◆ TASK STATEMENT ◆
Copy the items below word for word.

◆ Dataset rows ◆
---*---

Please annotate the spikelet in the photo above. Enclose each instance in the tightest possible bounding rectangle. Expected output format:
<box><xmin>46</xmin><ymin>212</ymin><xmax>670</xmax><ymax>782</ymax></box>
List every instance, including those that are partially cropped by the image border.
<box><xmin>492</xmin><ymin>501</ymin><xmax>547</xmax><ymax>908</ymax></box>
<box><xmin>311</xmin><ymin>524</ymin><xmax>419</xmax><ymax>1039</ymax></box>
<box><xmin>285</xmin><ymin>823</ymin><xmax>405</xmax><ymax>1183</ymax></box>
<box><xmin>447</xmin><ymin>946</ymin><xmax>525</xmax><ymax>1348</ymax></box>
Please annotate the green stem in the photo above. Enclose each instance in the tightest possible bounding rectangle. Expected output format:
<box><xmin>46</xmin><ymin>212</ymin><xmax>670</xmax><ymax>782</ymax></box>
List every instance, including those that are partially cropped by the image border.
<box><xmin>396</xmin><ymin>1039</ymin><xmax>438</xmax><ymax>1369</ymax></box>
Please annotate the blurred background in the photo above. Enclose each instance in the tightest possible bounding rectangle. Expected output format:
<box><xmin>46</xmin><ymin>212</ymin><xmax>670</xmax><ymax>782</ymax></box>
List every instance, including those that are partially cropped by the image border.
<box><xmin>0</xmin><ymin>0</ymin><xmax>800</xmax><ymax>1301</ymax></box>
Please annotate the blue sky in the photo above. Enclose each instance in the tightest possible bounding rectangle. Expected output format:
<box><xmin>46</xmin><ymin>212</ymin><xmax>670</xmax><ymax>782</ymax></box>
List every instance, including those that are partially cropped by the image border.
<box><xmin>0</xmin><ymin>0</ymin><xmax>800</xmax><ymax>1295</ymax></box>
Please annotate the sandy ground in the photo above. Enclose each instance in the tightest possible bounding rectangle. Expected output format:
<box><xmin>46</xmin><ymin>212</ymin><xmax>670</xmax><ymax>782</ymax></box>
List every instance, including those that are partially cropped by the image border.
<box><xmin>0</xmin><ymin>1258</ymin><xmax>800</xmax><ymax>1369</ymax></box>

---*---

◆ OUTPUT ◆
Please annotate the spikelet in the photo above. Enclose each instance in the tightest possible bounding rectangle. Expected output format:
<box><xmin>46</xmin><ymin>212</ymin><xmax>670</xmax><ymax>782</ymax></box>
List every instance, including those that are partially cropped by the image border.
<box><xmin>492</xmin><ymin>501</ymin><xmax>547</xmax><ymax>908</ymax></box>
<box><xmin>311</xmin><ymin>524</ymin><xmax>419</xmax><ymax>1039</ymax></box>
<box><xmin>285</xmin><ymin>823</ymin><xmax>405</xmax><ymax>1183</ymax></box>
<box><xmin>447</xmin><ymin>946</ymin><xmax>525</xmax><ymax>1348</ymax></box>
Please annotate the green stem in the photo above. Enclose each instance in the tightest possible bounding rectangle. Expected output format:
<box><xmin>46</xmin><ymin>212</ymin><xmax>670</xmax><ymax>782</ymax></box>
List every instance, including those that are partially cropped by the image border.
<box><xmin>396</xmin><ymin>1039</ymin><xmax>438</xmax><ymax>1369</ymax></box>
Please annotate the blurred background in the photo above. Enclose each instance in the tightest possible bounding rectangle. Expected output format:
<box><xmin>46</xmin><ymin>212</ymin><xmax>670</xmax><ymax>782</ymax></box>
List every instance, including those that are partially cropped by the image border.
<box><xmin>0</xmin><ymin>0</ymin><xmax>800</xmax><ymax>1301</ymax></box>
Please annotate the blue sky in the photo above. Enclose each instance in the tightest possible bounding rectangle. Expected output format:
<box><xmin>46</xmin><ymin>212</ymin><xmax>670</xmax><ymax>782</ymax></box>
List every instance, including those that are partially cropped by the image border.
<box><xmin>0</xmin><ymin>0</ymin><xmax>800</xmax><ymax>1295</ymax></box>
Please annotate the sandy ground in the photo above. Enclose each instance in the tightest possible bounding rectangle. Expected output format:
<box><xmin>46</xmin><ymin>212</ymin><xmax>670</xmax><ymax>782</ymax></box>
List every instance, including those that are partially cropped by the image border.
<box><xmin>0</xmin><ymin>1258</ymin><xmax>800</xmax><ymax>1369</ymax></box>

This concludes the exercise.